=== Set task ===
Rewrite the stretch from the start of the records through the line that contains "[681,1033,867,1113]", requests included, multiplying every bounding box coordinate in the answers by 2.3 and rounding to whole numbers with halves rounded up. Leave the pictures out.

--- Records shown ---

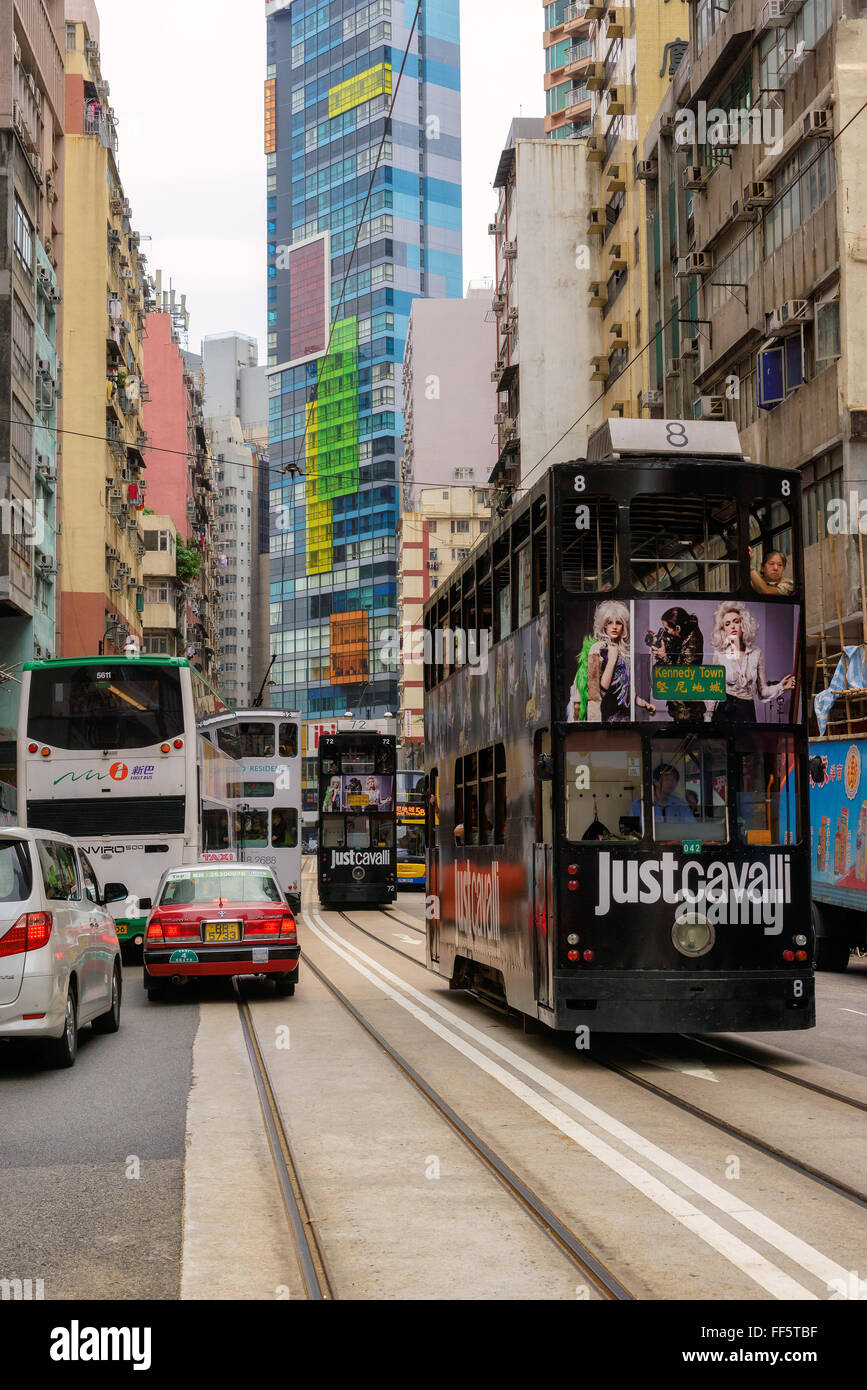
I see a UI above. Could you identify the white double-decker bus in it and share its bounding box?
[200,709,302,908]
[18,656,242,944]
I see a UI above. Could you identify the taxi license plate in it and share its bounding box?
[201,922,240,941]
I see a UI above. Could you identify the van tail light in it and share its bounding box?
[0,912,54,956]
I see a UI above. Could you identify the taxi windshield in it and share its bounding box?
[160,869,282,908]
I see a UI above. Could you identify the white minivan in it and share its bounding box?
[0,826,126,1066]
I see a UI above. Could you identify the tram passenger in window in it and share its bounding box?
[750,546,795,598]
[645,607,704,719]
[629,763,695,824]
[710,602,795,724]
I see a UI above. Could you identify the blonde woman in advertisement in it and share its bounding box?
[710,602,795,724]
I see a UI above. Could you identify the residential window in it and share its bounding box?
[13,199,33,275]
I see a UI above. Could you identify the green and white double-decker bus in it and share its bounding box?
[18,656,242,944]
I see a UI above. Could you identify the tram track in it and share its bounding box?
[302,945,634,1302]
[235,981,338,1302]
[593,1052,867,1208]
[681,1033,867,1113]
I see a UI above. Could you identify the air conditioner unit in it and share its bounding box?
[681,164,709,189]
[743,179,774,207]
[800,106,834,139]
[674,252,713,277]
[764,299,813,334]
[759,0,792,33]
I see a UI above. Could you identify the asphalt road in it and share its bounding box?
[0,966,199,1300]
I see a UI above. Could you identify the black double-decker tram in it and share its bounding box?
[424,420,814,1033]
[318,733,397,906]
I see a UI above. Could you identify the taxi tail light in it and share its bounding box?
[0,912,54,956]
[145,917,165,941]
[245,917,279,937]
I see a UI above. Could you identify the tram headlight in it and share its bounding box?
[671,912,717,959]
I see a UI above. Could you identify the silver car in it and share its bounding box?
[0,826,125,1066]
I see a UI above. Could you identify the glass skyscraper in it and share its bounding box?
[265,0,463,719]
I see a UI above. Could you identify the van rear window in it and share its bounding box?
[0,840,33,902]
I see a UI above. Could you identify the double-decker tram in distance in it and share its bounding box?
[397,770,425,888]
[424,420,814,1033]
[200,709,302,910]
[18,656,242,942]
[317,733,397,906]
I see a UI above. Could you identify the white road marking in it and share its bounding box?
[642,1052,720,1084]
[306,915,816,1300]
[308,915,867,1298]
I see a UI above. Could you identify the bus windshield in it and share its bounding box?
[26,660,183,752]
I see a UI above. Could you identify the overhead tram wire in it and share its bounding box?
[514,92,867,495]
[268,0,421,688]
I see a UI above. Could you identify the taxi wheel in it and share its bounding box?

---

=== Completed exercise ===
I see a UI above. Could you identify the white double-decker bus in it and share its bounding box?
[460,1631,695,2088]
[41,1509,557,2171]
I see a UI above. Could you identify the taxi license plate in it and share its bounding box?
[462,2121,552,2164]
I see a UI above. Could you identify the van tail light in it and share its bounding box?
[0,2098,124,2199]
I see a UI above. Could you identify the taxi windshield in it and share its bounding box?
[368,1999,649,2088]
I see a UI above. Could you identify the white minivan in it and share its bounding box?
[0,1900,290,2452]
I see a UI above. Could you identify the tram passenger in window in it and share its bounding box?
[1725,1256,1829,1375]
[1484,1396,1619,1654]
[1447,1755,1599,1895]
[1633,1385,1829,1665]
I see a UI above. Could you identify the blonde woman in advertisement in it and share its bounding box?
[1633,1385,1829,1665]
I see a UI above. Could you identify the residential window in it and share its bounding box?
[30,458,76,633]
I see a UI above. Could you identify the green and white double-decker bus in it and share its bounding box?
[41,1509,557,2171]
I see a UI above. Could you identify the tram track in it and share its bounding box?
[695,2174,1458,2995]
[541,2256,777,2995]
[1364,2420,1994,2778]
[1566,2376,1994,2560]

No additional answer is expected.